Aim of the exercise ::
Output the line containing "like [796, 371]." and all subsequent lines of the listing below, copied exactly, with no other lines.

Location identification entries
↓↓↓

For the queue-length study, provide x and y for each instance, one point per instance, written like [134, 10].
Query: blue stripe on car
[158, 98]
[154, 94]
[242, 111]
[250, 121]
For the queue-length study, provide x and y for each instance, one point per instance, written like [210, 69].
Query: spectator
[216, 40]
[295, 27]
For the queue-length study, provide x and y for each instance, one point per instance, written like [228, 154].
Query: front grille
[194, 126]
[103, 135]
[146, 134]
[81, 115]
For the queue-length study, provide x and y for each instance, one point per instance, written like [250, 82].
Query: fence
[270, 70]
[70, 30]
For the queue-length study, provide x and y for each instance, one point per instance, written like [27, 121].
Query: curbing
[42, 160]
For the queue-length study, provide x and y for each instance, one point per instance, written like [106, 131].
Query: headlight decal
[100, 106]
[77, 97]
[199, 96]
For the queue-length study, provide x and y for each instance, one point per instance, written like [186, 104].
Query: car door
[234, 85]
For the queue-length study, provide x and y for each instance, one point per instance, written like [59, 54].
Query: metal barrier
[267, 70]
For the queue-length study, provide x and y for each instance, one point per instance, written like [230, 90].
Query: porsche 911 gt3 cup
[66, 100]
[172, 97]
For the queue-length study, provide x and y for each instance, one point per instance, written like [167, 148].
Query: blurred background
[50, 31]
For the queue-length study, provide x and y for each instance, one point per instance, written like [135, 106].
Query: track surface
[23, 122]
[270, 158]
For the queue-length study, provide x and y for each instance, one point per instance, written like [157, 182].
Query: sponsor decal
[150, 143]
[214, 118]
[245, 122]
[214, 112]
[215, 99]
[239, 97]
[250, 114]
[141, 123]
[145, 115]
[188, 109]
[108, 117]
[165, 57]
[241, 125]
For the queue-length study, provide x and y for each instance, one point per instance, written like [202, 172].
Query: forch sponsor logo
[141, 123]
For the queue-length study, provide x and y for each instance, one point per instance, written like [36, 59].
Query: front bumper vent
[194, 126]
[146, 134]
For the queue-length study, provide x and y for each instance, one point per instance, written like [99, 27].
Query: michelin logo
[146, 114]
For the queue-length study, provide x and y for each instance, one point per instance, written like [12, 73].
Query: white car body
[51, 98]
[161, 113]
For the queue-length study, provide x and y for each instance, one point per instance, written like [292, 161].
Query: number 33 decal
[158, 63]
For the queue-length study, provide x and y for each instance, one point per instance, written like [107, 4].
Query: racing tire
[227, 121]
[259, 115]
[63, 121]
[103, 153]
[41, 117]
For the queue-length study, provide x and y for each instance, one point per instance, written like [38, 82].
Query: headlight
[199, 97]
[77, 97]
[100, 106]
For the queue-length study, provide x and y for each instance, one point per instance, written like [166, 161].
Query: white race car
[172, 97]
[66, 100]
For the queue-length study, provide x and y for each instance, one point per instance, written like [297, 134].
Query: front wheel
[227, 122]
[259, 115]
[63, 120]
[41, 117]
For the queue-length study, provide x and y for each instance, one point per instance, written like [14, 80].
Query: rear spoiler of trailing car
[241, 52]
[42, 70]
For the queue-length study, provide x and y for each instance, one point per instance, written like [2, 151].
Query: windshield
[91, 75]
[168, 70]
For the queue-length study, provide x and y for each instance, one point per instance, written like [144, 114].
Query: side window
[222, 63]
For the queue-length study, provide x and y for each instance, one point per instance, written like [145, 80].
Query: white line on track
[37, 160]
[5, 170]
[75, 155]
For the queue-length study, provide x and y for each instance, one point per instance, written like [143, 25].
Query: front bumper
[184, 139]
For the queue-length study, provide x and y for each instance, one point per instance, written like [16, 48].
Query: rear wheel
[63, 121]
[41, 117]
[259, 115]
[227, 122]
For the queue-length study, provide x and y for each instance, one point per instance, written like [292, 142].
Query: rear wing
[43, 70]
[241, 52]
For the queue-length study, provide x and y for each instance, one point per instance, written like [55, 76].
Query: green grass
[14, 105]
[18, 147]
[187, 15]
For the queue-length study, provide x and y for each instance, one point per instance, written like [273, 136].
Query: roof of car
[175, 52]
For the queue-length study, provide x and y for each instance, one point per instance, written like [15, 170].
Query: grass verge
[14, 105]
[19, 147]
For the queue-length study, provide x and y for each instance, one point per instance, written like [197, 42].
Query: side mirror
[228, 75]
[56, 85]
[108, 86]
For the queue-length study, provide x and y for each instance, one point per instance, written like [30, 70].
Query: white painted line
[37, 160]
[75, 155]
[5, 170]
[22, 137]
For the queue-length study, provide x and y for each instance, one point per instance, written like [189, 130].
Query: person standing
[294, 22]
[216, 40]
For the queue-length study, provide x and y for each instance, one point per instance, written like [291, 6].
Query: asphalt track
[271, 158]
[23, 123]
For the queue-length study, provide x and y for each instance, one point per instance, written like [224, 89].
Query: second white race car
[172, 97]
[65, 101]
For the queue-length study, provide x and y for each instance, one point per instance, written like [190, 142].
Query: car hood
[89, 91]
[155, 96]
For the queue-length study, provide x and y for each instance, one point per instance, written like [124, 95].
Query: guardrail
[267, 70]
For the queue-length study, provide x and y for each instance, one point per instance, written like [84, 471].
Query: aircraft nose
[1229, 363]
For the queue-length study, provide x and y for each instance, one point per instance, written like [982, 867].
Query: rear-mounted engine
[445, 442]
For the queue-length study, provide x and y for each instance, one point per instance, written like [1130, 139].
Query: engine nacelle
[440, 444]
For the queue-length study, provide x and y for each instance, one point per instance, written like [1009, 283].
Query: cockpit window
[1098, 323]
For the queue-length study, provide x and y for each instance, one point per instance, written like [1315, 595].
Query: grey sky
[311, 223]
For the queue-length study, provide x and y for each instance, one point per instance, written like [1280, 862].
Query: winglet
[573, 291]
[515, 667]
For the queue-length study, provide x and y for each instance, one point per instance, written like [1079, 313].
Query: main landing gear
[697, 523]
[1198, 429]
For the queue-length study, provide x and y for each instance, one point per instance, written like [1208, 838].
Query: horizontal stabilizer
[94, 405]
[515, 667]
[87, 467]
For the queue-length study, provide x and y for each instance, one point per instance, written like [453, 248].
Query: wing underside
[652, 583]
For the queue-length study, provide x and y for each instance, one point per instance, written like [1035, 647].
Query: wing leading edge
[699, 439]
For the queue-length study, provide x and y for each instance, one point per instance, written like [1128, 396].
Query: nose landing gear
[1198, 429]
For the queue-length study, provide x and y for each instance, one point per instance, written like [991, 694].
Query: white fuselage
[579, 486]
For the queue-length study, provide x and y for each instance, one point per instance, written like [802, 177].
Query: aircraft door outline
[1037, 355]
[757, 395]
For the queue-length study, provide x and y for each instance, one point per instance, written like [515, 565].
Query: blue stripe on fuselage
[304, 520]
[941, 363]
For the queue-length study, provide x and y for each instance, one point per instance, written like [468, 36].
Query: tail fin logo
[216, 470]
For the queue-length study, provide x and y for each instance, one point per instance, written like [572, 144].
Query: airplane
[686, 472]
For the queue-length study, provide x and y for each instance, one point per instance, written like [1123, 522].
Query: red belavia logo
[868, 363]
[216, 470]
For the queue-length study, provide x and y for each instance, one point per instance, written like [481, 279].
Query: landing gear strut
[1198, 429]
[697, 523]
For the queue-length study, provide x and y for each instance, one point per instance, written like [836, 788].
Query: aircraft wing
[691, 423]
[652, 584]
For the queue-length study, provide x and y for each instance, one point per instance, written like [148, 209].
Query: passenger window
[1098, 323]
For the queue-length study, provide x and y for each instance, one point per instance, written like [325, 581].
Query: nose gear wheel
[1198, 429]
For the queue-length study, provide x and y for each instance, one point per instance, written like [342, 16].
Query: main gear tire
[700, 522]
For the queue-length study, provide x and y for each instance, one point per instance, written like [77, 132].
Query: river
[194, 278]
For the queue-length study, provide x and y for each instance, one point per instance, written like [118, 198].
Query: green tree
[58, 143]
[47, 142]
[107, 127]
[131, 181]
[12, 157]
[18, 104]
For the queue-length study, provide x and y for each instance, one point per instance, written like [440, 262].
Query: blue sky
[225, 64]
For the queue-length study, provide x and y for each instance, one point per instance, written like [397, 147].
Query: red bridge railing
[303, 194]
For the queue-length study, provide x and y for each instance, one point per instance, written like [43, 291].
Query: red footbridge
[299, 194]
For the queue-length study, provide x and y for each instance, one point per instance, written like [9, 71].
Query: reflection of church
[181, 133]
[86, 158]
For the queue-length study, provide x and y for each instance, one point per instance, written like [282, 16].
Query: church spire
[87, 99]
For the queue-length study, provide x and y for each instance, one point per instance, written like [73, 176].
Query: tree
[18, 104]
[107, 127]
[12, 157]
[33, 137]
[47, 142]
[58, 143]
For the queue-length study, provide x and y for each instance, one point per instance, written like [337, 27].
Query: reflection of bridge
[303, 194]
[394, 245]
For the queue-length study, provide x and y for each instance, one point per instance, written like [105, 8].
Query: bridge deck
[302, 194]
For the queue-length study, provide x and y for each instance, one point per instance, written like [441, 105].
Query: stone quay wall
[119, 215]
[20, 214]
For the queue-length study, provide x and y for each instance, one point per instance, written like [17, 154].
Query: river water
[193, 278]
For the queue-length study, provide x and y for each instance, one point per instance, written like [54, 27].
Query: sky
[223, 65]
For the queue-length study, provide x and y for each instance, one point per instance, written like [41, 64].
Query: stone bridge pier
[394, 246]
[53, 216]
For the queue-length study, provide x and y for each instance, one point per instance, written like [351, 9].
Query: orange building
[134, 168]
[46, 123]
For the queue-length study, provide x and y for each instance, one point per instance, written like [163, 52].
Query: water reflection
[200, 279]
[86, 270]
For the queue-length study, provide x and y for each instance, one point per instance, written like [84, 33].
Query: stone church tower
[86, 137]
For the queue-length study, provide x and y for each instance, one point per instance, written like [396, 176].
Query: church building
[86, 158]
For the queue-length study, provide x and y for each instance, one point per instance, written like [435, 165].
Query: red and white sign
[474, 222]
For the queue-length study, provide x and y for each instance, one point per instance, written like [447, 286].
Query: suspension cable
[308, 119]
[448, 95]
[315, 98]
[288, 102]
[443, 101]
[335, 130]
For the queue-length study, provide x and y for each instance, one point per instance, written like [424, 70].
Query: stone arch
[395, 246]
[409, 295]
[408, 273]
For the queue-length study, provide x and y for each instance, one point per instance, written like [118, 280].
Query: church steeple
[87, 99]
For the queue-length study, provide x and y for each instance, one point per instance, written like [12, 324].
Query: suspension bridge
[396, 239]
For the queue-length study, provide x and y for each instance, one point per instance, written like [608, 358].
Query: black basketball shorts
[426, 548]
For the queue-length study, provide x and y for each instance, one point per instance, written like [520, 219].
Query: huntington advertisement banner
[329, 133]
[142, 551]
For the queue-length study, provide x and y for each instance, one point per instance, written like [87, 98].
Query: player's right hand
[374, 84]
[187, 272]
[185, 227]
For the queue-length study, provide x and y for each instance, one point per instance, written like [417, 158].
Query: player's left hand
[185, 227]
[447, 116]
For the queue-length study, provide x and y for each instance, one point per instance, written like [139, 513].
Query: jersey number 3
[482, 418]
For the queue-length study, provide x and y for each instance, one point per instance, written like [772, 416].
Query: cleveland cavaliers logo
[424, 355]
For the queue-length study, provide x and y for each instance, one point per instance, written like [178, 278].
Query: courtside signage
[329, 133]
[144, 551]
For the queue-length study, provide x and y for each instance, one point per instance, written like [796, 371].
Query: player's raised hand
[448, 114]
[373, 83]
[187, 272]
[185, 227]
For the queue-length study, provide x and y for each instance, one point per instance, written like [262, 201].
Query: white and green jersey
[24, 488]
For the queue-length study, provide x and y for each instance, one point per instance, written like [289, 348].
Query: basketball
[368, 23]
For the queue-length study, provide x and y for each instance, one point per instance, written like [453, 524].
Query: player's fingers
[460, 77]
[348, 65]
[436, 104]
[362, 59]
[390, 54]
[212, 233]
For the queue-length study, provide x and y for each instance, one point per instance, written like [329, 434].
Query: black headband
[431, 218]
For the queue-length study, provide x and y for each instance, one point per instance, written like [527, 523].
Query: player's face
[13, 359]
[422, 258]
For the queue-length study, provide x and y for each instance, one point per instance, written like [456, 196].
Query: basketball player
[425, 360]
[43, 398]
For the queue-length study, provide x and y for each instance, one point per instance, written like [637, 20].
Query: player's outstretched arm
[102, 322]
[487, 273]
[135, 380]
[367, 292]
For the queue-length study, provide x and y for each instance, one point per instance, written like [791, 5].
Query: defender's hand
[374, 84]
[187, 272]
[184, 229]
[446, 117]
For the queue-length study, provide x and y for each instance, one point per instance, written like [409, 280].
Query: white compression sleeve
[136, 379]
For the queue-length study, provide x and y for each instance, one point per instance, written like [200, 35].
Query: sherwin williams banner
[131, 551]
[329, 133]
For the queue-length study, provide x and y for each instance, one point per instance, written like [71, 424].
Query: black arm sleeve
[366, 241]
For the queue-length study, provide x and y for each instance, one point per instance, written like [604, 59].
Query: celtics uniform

↑↑↑

Solved problem ::
For the queue-length study, provide x and y for each instance, one point per instance, written like [796, 371].
Query: player's raised hand
[448, 114]
[373, 83]
[187, 272]
[185, 227]
For the queue-length study, provide x and y for each instance, one point per instance, written like [262, 201].
Query: white and green jersey
[24, 488]
For the queue-length study, provide x and y for each instance, one point per instance, written like [289, 348].
Query: basketball
[368, 23]
For the queue-length study, provide x and y for each instance, one point per instance, written like [453, 524].
Query: player's fingers
[460, 77]
[348, 65]
[436, 104]
[362, 59]
[390, 54]
[212, 233]
For the queue-length study, provide x and y for each instance, one point per instance, written like [329, 434].
Query: black headband
[431, 218]
For the queue-length study, provide x and y for each instance, one point per instance, written like [527, 523].
Query: player's face
[13, 359]
[422, 258]
For the queue-length study, provide x and y for each instance, one point per instance, written like [456, 196].
Query: basketball player
[425, 360]
[43, 398]
For the queue-length study, provide x and y for each instance, one point per instance, written like [637, 20].
Query: player's outstretched arm
[102, 322]
[487, 273]
[135, 380]
[367, 292]
For the queue-length study, provide x and y for each instance, one point per instance, written like [791, 5].
Query: defender's hand
[374, 84]
[187, 272]
[184, 229]
[446, 117]
For the queue-length study, provide x and y for each instance, one point per instance, written like [409, 280].
Query: white compression sleeve
[136, 379]
For the queue-length study, provide x and y for each instance, one point per instance, written like [200, 35].
Query: sherwin williams banner
[131, 551]
[329, 133]
For the queue-length study, provide x and y for each instance, one point per instance, written like [71, 424].
Query: black arm sleeve
[366, 241]
For the queue-length study, provide x and y for each instance, one point per instance, written like [604, 59].
Query: celtics uniform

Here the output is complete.